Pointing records
+--

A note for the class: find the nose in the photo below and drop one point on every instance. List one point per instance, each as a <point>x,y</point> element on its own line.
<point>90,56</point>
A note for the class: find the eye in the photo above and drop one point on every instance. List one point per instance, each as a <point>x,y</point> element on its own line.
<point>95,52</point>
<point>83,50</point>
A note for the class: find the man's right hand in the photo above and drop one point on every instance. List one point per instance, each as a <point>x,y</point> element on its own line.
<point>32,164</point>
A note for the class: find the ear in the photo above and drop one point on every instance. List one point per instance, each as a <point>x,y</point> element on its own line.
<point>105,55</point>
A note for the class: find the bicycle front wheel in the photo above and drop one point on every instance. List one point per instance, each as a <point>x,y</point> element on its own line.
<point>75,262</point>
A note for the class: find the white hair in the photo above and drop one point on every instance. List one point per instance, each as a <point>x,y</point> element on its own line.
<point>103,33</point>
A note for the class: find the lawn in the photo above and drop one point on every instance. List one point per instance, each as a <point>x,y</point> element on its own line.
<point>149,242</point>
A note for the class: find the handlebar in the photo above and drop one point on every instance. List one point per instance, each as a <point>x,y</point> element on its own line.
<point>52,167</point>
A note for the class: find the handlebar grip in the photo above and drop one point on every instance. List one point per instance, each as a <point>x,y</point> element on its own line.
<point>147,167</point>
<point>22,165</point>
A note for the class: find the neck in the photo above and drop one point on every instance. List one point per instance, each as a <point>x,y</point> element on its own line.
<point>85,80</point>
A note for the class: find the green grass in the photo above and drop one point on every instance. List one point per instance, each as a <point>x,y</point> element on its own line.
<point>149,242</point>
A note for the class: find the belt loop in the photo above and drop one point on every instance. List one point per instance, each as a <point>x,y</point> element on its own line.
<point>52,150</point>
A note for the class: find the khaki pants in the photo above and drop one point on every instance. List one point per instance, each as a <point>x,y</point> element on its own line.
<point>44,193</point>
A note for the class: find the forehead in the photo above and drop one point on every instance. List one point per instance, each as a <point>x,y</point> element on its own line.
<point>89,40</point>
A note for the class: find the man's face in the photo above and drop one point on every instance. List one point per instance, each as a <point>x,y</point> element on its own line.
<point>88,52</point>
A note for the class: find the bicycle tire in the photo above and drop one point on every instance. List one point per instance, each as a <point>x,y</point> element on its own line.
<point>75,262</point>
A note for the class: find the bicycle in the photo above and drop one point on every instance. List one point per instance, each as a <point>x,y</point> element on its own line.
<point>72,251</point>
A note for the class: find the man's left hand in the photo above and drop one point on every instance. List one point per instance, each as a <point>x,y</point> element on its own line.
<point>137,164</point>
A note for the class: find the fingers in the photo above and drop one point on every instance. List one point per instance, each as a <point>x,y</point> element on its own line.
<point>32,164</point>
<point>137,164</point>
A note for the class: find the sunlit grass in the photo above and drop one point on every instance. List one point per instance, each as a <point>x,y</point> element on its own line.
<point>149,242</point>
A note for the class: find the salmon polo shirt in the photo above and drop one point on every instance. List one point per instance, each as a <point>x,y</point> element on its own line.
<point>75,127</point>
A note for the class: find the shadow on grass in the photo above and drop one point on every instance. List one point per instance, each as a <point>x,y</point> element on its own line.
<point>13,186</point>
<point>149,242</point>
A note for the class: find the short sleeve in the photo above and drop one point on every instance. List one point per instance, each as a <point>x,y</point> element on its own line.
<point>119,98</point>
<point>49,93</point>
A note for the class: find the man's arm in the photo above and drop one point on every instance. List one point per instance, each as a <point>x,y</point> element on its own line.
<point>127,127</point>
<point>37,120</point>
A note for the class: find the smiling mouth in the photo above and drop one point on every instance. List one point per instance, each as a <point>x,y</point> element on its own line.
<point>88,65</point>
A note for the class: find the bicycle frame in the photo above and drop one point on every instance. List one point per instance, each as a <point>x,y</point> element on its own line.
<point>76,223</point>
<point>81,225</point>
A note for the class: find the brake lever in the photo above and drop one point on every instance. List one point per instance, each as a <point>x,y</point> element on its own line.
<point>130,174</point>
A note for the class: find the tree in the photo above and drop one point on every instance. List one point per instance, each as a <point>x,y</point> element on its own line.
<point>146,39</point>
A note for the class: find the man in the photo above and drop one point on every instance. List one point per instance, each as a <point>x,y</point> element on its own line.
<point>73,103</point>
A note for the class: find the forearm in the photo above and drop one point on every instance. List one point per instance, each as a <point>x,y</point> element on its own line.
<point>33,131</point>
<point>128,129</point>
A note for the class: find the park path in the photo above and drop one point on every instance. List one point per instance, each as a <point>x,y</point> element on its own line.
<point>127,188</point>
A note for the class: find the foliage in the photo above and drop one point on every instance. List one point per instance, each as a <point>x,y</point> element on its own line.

+--

Reproduce every one of the records above, line for line and without any alteration.

*Task response*:
A note for the class: find the nose in the photo below and drop one point on every instance. List one point per instance, each as a <point>x,y</point> element on its own line.
<point>90,56</point>
A note for the class: find the eye in the photo above and drop one point on every instance. List one point per instance, each as a <point>x,y</point> element on its own line.
<point>95,52</point>
<point>83,50</point>
A note for the class: find the man's right hand in the photo above and drop one point on every instance. List one point per instance, each as a <point>x,y</point> element on its own line.
<point>32,164</point>
A note for the class: find the ear in the photo above and drop one point on every instance. List one point per instance, each as a <point>x,y</point> element on its own line.
<point>105,55</point>
A note for the class: find the bicycle front wheel in the photo above and drop one point on every instance. List one point per instance, each as a <point>x,y</point> element on its own line.
<point>75,262</point>
A note for the class: find the white hair in the photo above and drop one point on every instance. List one point per instance, each as a <point>x,y</point> element on its own line.
<point>103,33</point>
A note for the class: find the lawn in the photo above and drop one point on every instance. List one point per instance, each as a <point>x,y</point> element on its own line.
<point>149,242</point>
A note for the class: find the handlebar in the photo above and drop one point on every instance. List one point per instance, each as a <point>x,y</point> element on its own line.
<point>52,167</point>
A note for the class: find the handlebar grip in the photo above and drop one point on every instance. List one point per instance, each as a <point>x,y</point> element on its own line.
<point>147,167</point>
<point>22,165</point>
A note for the class: find the neck in the photo above and drop one point on every instance. List one point per instance, each as a <point>x,y</point> element on its own line.
<point>85,80</point>
A note for the class: find the green grass in the photo above and drop one point on every instance. List one point per instance, each as a <point>x,y</point> element on its own line.
<point>149,242</point>
A note for the class: find the belt loop in the photo above and drop one point on every instance. List one point per instance, each as a <point>x,y</point> element on its own line.
<point>52,150</point>
A note for the class: find the khaki pants in the photo above and drop one point on every instance. List one point per instance, each as a <point>x,y</point> element on its own line.
<point>44,193</point>
A note for the class: find the forehead in the photo above and drop one point on every instance. List one point per instance, each as a <point>x,y</point> element on its own line.
<point>89,40</point>
A note for the class: find the man's face in the photo above and drop one point on every instance. List one point per instance, each as a <point>x,y</point> element on its own line.
<point>88,52</point>
A note for the class: find the bicycle tire in the photo above and drop one point on every instance. List one point per instance, each as a <point>x,y</point> element on its own line.
<point>75,262</point>
A note for the class: find the bicycle in the photo above and drop one point on every instance. List one point per instance, each as a <point>x,y</point> element on its own line.
<point>72,251</point>
A note for the class: find the man's left hand in the photo above and drop one point on every instance. List one point per instance, each as a <point>x,y</point> element on its own line.
<point>137,164</point>
A note for the class: find the fingers in the photo above and drop one point on every instance. List one point per instance, each as a <point>x,y</point> element on its own line.
<point>32,164</point>
<point>137,164</point>
A note for the class: find the sunlit grass in the photo above and drop one point on every instance. List one point per instance, each as a <point>x,y</point> element on its own line.
<point>149,242</point>
A note for the class: find the salmon polo shirt in the photo above and drop one point on every instance. List one point per instance, each as a <point>x,y</point> element on its own line.
<point>75,127</point>
A note for the class: find the shadow on grass in the photo above and drop one point on every instance. List one point per instance, each as a <point>x,y</point> element on its own line.
<point>13,186</point>
<point>149,242</point>
A note for the class: find the short sleeve in the photo above and drop one point on every instance. List one point per instance, each as a <point>x,y</point> element on its own line.
<point>119,98</point>
<point>49,93</point>
A note for the class: find the man's arm in the photo above and drop one point on every instance. List one point per instance, each as a <point>x,y</point> element on its own line.
<point>127,127</point>
<point>37,120</point>
A note for the class: find the smiling mouth in the photo above and drop one point on every instance. List one point per instance, each as a <point>x,y</point> element on its own line.
<point>88,65</point>
A note for the class: find the bicycle frame in the photo above and drop one point on every instance. List one point per instance, each as a <point>x,y</point> element on its own line.
<point>76,223</point>
<point>81,225</point>
A note for the class: find the brake lever in the photo above and drop one point on every instance. List one point per instance, each as a <point>x,y</point> element on its own line.
<point>130,174</point>
A note for the class: find the tree in the photo above and drop one point on every instance. List one point per instance, each as a <point>x,y</point> element on its own line.
<point>146,39</point>
A note for the class: find the man in the photo above and drop one point on every instance. List one point per instance, each as a <point>x,y</point> element on its own line.
<point>73,103</point>
A note for the class: find the forearm in the photo above and drop one point on every instance. List one point per instance, each as a <point>x,y</point> element on its own line.
<point>33,131</point>
<point>128,129</point>
A note for the class: find the park path in the photo above and drop one point on every instance. List one point per instance, each as a <point>x,y</point> element on its own line.
<point>127,188</point>
A note for the class: find the foliage in the photo above and drop one point on every instance. List one point per instance, each as a <point>x,y</point> element on its own line.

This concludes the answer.